▶ [What the task requires] Copy every line of the items below that contains the word "cable". Case counts, so only lines with that exact capitalization qualify.

━━ Material ━━

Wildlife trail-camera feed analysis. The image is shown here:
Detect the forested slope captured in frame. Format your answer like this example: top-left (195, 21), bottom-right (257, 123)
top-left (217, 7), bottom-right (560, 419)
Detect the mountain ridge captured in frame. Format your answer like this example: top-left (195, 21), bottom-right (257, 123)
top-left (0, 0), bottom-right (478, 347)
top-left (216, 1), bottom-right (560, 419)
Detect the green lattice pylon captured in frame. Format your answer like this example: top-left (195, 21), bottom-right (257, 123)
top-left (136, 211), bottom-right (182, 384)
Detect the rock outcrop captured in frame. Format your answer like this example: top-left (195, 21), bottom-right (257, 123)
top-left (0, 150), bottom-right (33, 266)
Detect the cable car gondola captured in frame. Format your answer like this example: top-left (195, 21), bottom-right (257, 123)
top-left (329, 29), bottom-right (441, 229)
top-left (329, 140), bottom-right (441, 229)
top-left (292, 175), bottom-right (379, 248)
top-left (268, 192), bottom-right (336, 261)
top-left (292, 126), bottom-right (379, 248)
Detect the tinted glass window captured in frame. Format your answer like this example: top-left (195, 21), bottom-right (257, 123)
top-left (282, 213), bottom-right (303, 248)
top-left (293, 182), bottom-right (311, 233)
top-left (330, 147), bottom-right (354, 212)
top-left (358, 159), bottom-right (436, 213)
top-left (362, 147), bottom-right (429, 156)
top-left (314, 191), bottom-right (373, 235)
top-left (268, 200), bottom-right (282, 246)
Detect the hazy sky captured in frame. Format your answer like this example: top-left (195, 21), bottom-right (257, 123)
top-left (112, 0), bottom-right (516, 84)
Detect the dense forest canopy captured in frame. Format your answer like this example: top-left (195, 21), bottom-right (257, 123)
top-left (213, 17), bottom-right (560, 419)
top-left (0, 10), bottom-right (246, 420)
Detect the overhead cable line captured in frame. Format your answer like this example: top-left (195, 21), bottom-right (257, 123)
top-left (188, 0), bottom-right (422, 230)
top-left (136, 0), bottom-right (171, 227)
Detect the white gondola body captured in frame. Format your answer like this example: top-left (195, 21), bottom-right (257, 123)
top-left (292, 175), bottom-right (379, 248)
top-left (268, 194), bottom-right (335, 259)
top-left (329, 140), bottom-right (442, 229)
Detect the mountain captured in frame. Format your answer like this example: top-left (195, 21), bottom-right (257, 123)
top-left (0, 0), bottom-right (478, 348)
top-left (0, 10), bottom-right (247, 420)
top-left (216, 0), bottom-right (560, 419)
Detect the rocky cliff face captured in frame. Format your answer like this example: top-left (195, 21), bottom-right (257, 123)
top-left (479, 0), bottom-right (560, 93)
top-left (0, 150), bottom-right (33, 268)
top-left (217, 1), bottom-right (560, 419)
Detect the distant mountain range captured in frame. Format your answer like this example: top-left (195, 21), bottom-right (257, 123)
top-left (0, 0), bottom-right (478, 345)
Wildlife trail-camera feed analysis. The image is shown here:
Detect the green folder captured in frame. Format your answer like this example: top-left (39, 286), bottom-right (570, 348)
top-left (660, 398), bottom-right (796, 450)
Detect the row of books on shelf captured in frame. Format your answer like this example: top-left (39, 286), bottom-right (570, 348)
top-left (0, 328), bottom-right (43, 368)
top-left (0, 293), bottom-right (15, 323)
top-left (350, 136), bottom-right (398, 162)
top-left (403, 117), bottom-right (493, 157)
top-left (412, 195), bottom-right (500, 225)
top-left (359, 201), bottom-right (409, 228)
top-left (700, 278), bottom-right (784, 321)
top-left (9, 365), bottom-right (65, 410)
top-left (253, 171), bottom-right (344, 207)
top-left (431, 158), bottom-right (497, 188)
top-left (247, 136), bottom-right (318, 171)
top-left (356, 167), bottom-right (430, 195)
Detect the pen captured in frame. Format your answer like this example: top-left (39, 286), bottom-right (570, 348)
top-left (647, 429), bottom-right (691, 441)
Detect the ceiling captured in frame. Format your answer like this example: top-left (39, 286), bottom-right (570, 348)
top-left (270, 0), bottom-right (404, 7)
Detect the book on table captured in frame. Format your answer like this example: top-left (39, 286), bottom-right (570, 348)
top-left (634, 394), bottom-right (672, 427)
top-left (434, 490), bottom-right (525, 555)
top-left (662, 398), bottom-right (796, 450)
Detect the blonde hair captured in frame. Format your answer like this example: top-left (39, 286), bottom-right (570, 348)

━━━

▶ [Solution below]
Detect the cable car gondola captured in frame. Format your answer like this example: top-left (195, 21), bottom-right (257, 123)
Detect the overhead cable line captured in frame. Format your answer like this example: top-left (195, 21), bottom-right (257, 123)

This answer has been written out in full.